* [The task]
Every line of the records must be repeated exactly; pictures stay out.

Supplied information start

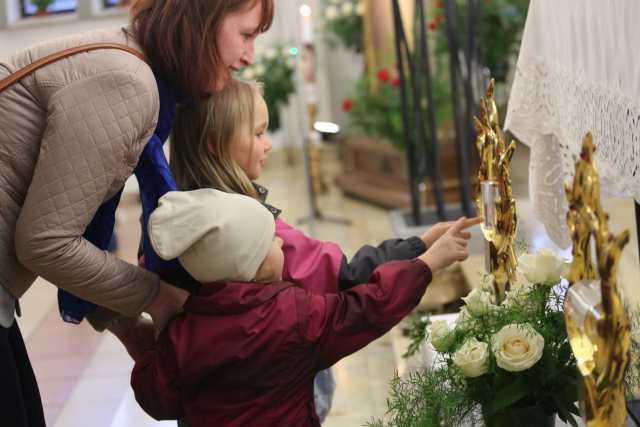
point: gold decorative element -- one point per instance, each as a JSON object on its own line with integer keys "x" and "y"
{"x": 597, "y": 324}
{"x": 494, "y": 198}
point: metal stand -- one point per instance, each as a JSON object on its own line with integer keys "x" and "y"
{"x": 637, "y": 211}
{"x": 414, "y": 69}
{"x": 462, "y": 117}
{"x": 313, "y": 176}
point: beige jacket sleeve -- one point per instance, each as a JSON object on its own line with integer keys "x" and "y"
{"x": 96, "y": 129}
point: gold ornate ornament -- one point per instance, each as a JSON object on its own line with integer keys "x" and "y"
{"x": 494, "y": 200}
{"x": 597, "y": 324}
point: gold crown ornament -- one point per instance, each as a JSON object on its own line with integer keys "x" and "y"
{"x": 494, "y": 200}
{"x": 597, "y": 324}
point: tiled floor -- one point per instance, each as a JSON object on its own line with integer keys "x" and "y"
{"x": 84, "y": 376}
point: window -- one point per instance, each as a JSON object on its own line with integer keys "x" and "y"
{"x": 56, "y": 6}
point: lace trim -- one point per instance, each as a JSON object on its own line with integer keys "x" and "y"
{"x": 550, "y": 110}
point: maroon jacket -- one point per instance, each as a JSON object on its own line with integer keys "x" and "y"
{"x": 246, "y": 353}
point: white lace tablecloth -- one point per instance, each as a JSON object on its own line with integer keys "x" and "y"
{"x": 578, "y": 71}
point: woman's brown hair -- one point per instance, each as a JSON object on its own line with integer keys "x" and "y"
{"x": 179, "y": 38}
{"x": 203, "y": 137}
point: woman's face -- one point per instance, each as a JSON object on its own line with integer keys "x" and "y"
{"x": 250, "y": 153}
{"x": 236, "y": 38}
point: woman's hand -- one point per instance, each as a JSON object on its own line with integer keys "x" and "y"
{"x": 451, "y": 246}
{"x": 167, "y": 304}
{"x": 436, "y": 231}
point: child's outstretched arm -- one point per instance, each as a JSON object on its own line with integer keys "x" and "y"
{"x": 368, "y": 258}
{"x": 340, "y": 324}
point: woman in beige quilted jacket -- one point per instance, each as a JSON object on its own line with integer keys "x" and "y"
{"x": 71, "y": 134}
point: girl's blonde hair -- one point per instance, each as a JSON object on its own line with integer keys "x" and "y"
{"x": 203, "y": 137}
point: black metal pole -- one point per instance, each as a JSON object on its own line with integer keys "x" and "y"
{"x": 431, "y": 148}
{"x": 400, "y": 38}
{"x": 637, "y": 209}
{"x": 461, "y": 134}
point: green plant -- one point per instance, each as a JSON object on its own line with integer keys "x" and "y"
{"x": 417, "y": 332}
{"x": 497, "y": 31}
{"x": 473, "y": 378}
{"x": 377, "y": 112}
{"x": 274, "y": 68}
{"x": 342, "y": 21}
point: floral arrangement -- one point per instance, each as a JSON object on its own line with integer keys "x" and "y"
{"x": 275, "y": 69}
{"x": 378, "y": 113}
{"x": 342, "y": 21}
{"x": 497, "y": 359}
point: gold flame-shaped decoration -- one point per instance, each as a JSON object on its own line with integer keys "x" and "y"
{"x": 597, "y": 324}
{"x": 494, "y": 195}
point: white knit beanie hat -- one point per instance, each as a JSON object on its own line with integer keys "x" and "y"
{"x": 216, "y": 236}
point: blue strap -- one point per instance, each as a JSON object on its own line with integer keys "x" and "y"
{"x": 154, "y": 179}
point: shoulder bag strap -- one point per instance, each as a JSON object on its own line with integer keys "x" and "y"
{"x": 25, "y": 71}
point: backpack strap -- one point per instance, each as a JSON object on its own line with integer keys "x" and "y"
{"x": 25, "y": 71}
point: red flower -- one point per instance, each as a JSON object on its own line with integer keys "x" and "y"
{"x": 383, "y": 75}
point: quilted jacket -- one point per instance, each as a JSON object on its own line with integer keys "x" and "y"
{"x": 70, "y": 136}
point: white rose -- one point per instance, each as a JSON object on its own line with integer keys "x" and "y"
{"x": 472, "y": 358}
{"x": 543, "y": 267}
{"x": 331, "y": 12}
{"x": 464, "y": 319}
{"x": 517, "y": 347}
{"x": 441, "y": 336}
{"x": 478, "y": 302}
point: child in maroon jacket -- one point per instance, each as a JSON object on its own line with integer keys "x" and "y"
{"x": 248, "y": 345}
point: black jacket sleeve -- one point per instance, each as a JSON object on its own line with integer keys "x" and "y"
{"x": 368, "y": 258}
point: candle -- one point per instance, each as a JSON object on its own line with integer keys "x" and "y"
{"x": 306, "y": 24}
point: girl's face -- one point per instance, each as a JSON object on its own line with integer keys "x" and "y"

Supplied information end

* [Exercise solution]
point: gold decorative element -- one point per instance, each as a JSON object on its own line with integer keys "x" and "y"
{"x": 597, "y": 324}
{"x": 494, "y": 198}
point: metal stand -- one point per instance, each as a JSON object on its own line with integer keys "x" and "y"
{"x": 637, "y": 211}
{"x": 414, "y": 69}
{"x": 462, "y": 117}
{"x": 313, "y": 176}
point: beige jacket sleeve -- one point per instance, each as a JSON object on its own line with integer keys "x" and "y"
{"x": 96, "y": 129}
point: gold ornate ornament -- one point per instance, each as a JSON object on its own line with integer keys "x" and "y"
{"x": 494, "y": 200}
{"x": 597, "y": 324}
point: gold crown ornament -- one point per instance, each as a JSON object on its own line with integer keys "x" and "y"
{"x": 494, "y": 200}
{"x": 597, "y": 324}
point: tiled floor -- one point per instance, each as a JSON object on its own line with integer keys "x" and "y"
{"x": 84, "y": 376}
point: window -- one point per instance, each as a JSON object on its own line with integer keys "x" and "y"
{"x": 56, "y": 6}
point: lace trim -- one point per instance, each as a JSON object on its own line with integer keys "x" and "y"
{"x": 550, "y": 110}
point: maroon jacket -- one point per instance, each as a JSON object on its own line with integer keys "x" and "y"
{"x": 246, "y": 353}
point: white lace tablecloth -- one point per instance, each as a JSON object on its own line with integer keys "x" and "y"
{"x": 578, "y": 71}
point: woman's brown hair -- one point per instance, each as a JSON object on its own line with integer keys "x" and "y"
{"x": 179, "y": 38}
{"x": 203, "y": 137}
point: woman's face -- one point per instance, each as a JSON object on its own line with integer keys "x" and "y"
{"x": 250, "y": 153}
{"x": 236, "y": 38}
point: woman's hand -- one point per instance, each as a JSON object on its own line with integer keys "x" and "y"
{"x": 451, "y": 246}
{"x": 167, "y": 304}
{"x": 436, "y": 231}
point: child's outstretched arm -- one point per instance, each as a JSON object on its own line with integer keys "x" and "y"
{"x": 368, "y": 258}
{"x": 340, "y": 324}
point: woman in beige quilted jacket -- one point per instance, each as a JSON object on its own line with integer keys "x" and "y"
{"x": 71, "y": 134}
point: girl's blonde hair -- one point per instance, each as a JSON object on its own line with integer keys "x" and "y"
{"x": 203, "y": 137}
point: black metal pole -- one point per instance, each as a JSON object on its own line with integer keys "x" and "y"
{"x": 431, "y": 148}
{"x": 400, "y": 38}
{"x": 637, "y": 209}
{"x": 461, "y": 134}
point: green plant -- one point per instance, each as a JSON object on its own line with integer keys "x" and "y"
{"x": 417, "y": 332}
{"x": 497, "y": 31}
{"x": 473, "y": 378}
{"x": 377, "y": 112}
{"x": 274, "y": 68}
{"x": 342, "y": 21}
point: floral arrangement -- one point per instance, each as a JSON object on its own line with integer keys "x" and "y"
{"x": 275, "y": 69}
{"x": 378, "y": 113}
{"x": 342, "y": 21}
{"x": 497, "y": 359}
point: gold flame-shaped decoration -- one point per instance, each as a JSON object on its own line with integer keys "x" and "y"
{"x": 597, "y": 324}
{"x": 494, "y": 195}
point: white knit beanie hat -- one point per instance, each as a JSON object on its own line with integer keys "x" and "y"
{"x": 216, "y": 236}
point: blue strap -- one point per instance, each as a JSON object on its own line with integer keys "x" and "y"
{"x": 154, "y": 179}
point: shoulder bag strap -- one point per instance, each as a JSON object on its own line with integer keys "x" and "y"
{"x": 25, "y": 71}
point: backpack strap -- one point per instance, each as a JSON object on its own line with integer keys "x" and "y"
{"x": 25, "y": 71}
point: red flower -- one point per instance, each as a JSON object on its own line with integer keys "x" and "y"
{"x": 383, "y": 75}
point: quilted jacket -- one point per instance, each as a JSON object on its own line with integer keys "x" and "y"
{"x": 70, "y": 136}
point: white rose -- one point per instance, each as a JSON object on its own line with integer keys "x" and "y"
{"x": 472, "y": 358}
{"x": 543, "y": 267}
{"x": 331, "y": 12}
{"x": 464, "y": 319}
{"x": 517, "y": 347}
{"x": 441, "y": 336}
{"x": 478, "y": 302}
point: child in maroon jacket -- one point per instance, each as a JSON object on its own line with integer keys "x" and "y"
{"x": 248, "y": 345}
point: black jacket sleeve -- one point per instance, each as a JSON object on its own line with integer keys "x" and "y"
{"x": 368, "y": 258}
point: candle -- one point per instance, each as a JSON object on its own line with integer keys "x" and "y"
{"x": 306, "y": 24}
point: girl's face -- one point per instance, each as a JSON object on its own line with integer keys "x" and "y"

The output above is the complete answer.